● **TEXTO BASE**:

Segundo Masuda Goga, com os primeiros imigrantes,
desembarcou um bastante especial, o poeta de haicai Shuhei Uetsuka (1876-1935),
que usava o haimei (nome
literário) de Hyôkotsu. Neste haicai percebe-se o caráter
descritivo do haicaísta japonês.
A nau imigrante
chegando: vê-se lá no alto
a cascata seca.
Em Mirandópolis, SP, na Colônia Aliança. (1926) viveu o
poeta e professor Kenjiro
Sato. Ele dividia o trabalho na roça com aulas de haicai.
Cabe aqui um comentário: o
haicai é parte integrante dos programas de ensino da
educação infantil no Japão ainda
hoje.
Jardim de violetas
(deixe-nos a sós)
eu e a borboleta.

● **ATIVIDADES**:
**1)** Responda às perguntas a seguir com base no texto sobre o haicai.
(a) Qual era o haimei de Shuhei Uetsuka?
(b) Em que colônia viveu o poeta e professor Kenjiro Sato?
(c) De que programas de ensino o haicai faz parte no Japão?
**2)** Indique se cada afirmação concorda com o texto sobre o haicai. Responda sim ou não e cite as palavras do texto que decidem a questão.
(a) Shuhei Uetsuka chegou com os primeiros imigrantes.
(b) Kenjiro Sato se dedicava apenas às aulas de haicai.
(c) O haicai não faz mais parte do ensino infantil no Japão.
**3)** Transcreva o trecho do texto sobre o haicai que começa nas palavras "A nau imigrante" e termina depois de "e a borboleta.".

● **MATERIAL FORNECIDO**:

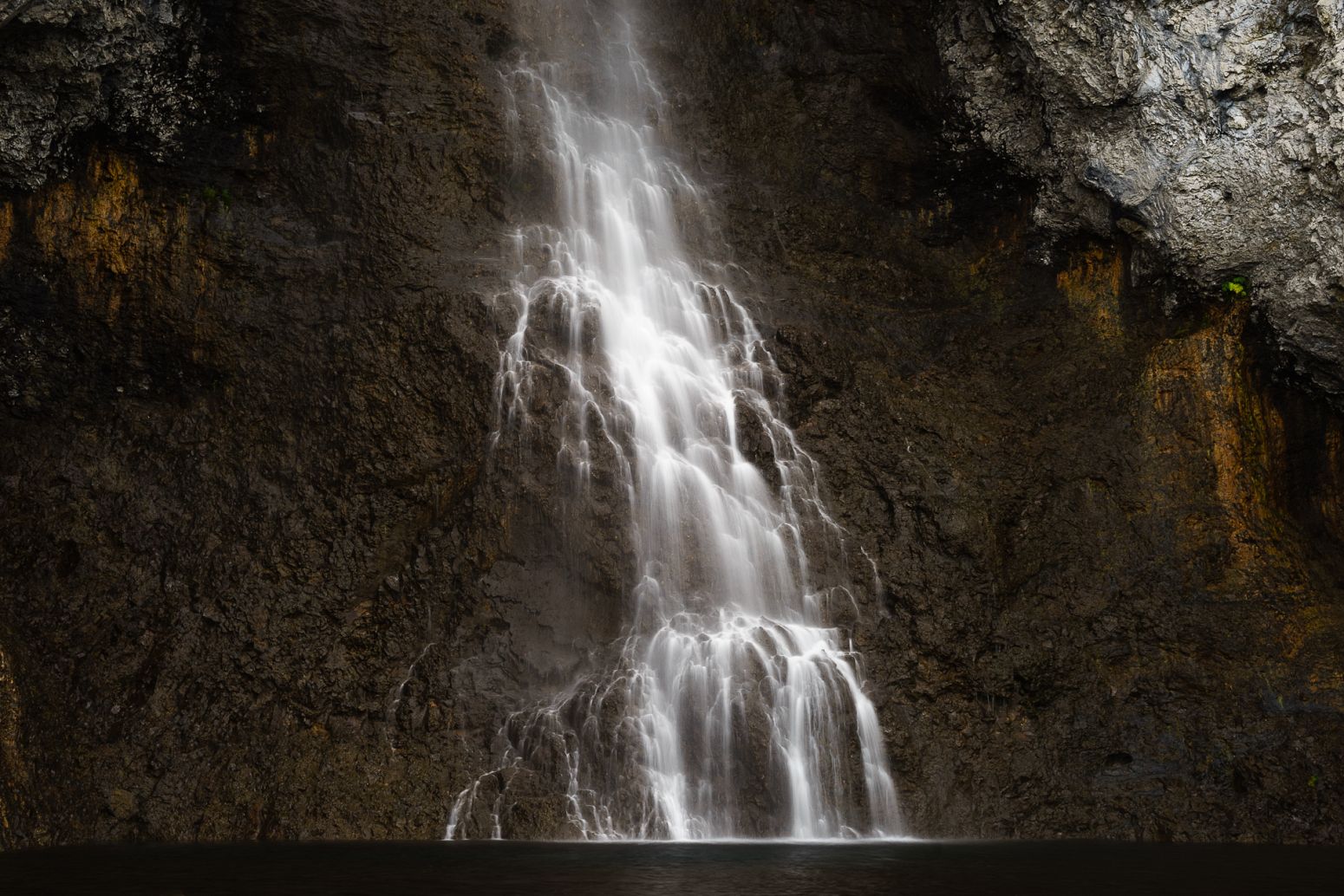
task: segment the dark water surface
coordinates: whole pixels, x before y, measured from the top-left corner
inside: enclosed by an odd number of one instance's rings
[[[1328,893],[1344,848],[1167,844],[263,844],[0,854],[0,893]]]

● **RESPOSTAS**:
**1)**
(a) Hyôkotsu.
(b) Na Colônia Aliança, em Mirandópolis, SP.
(c) Dos programas de ensino da educação infantil.

**2)**
(a) Sim: "com os primeiros imigrantes, desembarcou um bastante especial, o poeta de haicai Shuhei Uetsuka".
(b) Não: "Ele dividia o trabalho na roça com aulas de haicai."
(c) Não: "o haicai é parte integrante dos programas de ensino da educação infantil no Japão ainda hoje."

**3)**
A nau imigrante
chegando: vê-se lá no alto
a cascata seca.
Em Mirandópolis, SP, na Colônia Aliança. (1926) viveu o
poeta e professor Kenjiro
Sato. Ele dividia o trabalho na roça com aulas de haicai.
Cabe aqui um comentário: o
haicai é parte integrante dos programas de ensino da
educação infantil no Japão ainda
hoje.
Jardim de violetas
(deixe-nos a sós)
eu e a borboleta.